◆ About this exercise ◆
Search through the entries for the word "fixture" and copy every line that has it.

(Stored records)
################
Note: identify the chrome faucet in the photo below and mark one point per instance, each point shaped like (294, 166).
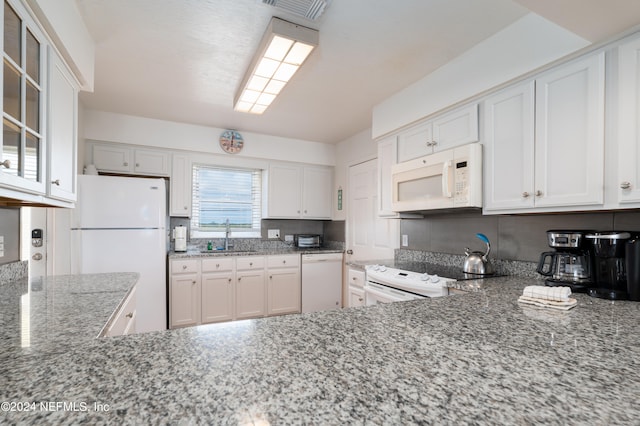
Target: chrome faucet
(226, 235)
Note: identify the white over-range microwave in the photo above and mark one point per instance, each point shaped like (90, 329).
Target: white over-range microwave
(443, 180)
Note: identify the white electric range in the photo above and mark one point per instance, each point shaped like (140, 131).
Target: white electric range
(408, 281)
################
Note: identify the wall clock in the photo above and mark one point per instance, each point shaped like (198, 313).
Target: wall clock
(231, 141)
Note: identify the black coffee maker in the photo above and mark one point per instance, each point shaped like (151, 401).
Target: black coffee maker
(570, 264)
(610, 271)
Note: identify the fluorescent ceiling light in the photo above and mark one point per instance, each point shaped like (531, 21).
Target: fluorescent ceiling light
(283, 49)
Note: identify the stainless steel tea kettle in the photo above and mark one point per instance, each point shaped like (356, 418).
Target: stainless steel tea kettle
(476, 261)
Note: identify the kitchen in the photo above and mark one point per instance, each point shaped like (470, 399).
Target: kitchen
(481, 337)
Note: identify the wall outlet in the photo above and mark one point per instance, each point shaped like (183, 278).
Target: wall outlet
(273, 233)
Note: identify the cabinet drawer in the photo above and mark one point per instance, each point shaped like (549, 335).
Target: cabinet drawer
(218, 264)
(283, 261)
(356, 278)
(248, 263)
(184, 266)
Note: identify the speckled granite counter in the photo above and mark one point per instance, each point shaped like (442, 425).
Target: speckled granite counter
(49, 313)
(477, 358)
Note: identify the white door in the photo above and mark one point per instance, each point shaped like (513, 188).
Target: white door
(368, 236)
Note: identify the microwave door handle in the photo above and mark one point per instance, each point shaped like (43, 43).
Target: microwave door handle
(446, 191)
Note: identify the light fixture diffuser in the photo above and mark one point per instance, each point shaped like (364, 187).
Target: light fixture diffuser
################
◆ Exercise output ◆
Note: identify the light fixture diffuser in the photo above and mark one point per instance, each point shaped like (364, 187).
Target: light fixture diffuser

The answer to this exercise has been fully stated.